▶ _Work to do_:
Copy the lines below, replacing "glowing yellow light" with "amber signal lamp" wherever it occurs and leaving everything else the same.

▶ _Information provided_:
+ + + + + + +

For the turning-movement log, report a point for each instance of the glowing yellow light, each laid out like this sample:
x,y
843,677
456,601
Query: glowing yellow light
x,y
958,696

+ + + + + + +

▶ _Solution_:
For the turning-movement log, report a point for each instance of the amber signal lamp, each laid out like this sample:
x,y
843,677
456,601
Query: amber signal lamp
x,y
958,696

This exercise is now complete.